PASSAGE CITÉ -
+---+

Nous sortons avec la force et le courage pour continuer la lutte, parce que nous savons que nous sommes nombreux, nous sommes des milliers qui rompons avec ce PT et nous voulons nous unir avec toutes et tous les camarades pour engager, conjointement, la tâche de construire un nouveau parti qui défende de façon cohérente les exigences de la classe ouvrière.

Nous avons reçu des milliers de lettres, d'e-mails, de télégrammes et d'appels téléphoniques d'appui, de solidarité, avec force; et, avant tout, nous avons reçu des engagements à participer à la difficile tâche de construction d'un nouvel instrument politique. Plus de 6000 camarades ont signé la déclaration politique dans laquelle nous rejetions le cours du gouvernement Lula, nous refusions les sanctions et annoncions l'intention et la nécessité de construire un nouveau parti de gauche.

+---+

ENREGISTREMENTS FOURNIS -

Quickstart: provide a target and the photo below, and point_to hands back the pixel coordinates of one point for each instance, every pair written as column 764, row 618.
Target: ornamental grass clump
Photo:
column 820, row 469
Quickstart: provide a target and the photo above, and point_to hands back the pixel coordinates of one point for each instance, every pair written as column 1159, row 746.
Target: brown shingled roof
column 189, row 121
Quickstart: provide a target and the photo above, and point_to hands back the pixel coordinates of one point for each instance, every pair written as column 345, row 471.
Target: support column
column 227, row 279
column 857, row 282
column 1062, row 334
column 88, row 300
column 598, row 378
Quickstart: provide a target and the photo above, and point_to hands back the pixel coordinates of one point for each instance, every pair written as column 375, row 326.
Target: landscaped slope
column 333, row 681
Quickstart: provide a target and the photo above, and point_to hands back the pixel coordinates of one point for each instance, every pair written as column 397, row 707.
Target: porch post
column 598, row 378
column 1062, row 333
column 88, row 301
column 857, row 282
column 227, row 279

+---+

TÂCHES À RÉALISER -
[1] Dites si chacune des affirmations suivantes concorde avec le passage sur la rupture avec le PT, en répondant par oui ou par non et en citant mot pour mot les termes du passage qui tranchent. (a) Plus de 6000 camarades ont signé la déclaration politique. (b) La déclaration approuvait le cours du gouvernement Lula. (c) Les auteurs affirment n'être que quelques dizaines à rompre avec le PT.
[2] Poursuivez le passage sur la rupture avec le PT à partir de sa dernière phrase.
Ces enregistrements proviennent d'une autre source.

RÉSULTATS DES TÂCHES -
[1]
(a) Oui : « Plus de 6000 camarades ont signé la déclaration politique ».
(b) Non : « nous rejetions le cours du gouvernement Lula ».
(c) Non : « nous sommes des milliers qui rompons avec ce PT ».

[2]
Le même jour des expulsions, des intellectuels significatifs de la gauche, comme Chico de Oliveira, Carlos Nelson Coutinho et Leandro Konder, ainsi que l'ex-député fédéral Milton Temer, ont annoncé qu'ils quittaient le PT, expliquant qu'il n'existait aucune possibilité de construire un instrument de transformation en continuant d'agir dans le PT [voir sur ce site les articles sur le Brésil des 14 et 16 décembre].

Nous remercions tous les camarades qui nous ont envoyé des messages de solidarité et d'appui. Et, avant tout, ceux qui nous appellent à ne pas renoncer, à continuer le combat en commun. Nous continuerons la récolte de signatures pour la déclaration politique [ce texte sera publié sur notre site] jusqu'au 10 janvier 2004. Quand nous disposerons d'une version imprimée, avec l'ensemble des signatures, nous la distribuerons dans tout le pays. Aux camarades qui sont décidés de prendre en charge la tâche de mettre sur pied un mouvement pour le nouveau parti, nous leur suggérons de nous aider à réunir les signatures et, si cela est possible, de constituer des Comités provisoires du mouvement pour un nouveau parti, dans leur entreprise, dans leur ville, dans leur quartier ou sur le lieu de leurs études. A ceux qui désirent recevoir du matériel ayant trait au débat sur le nouveau parti, nous leur demandons de nous envoyer leur adresse afin de pouvoir leur faire parvenir textes et brochures imprimés par courrier.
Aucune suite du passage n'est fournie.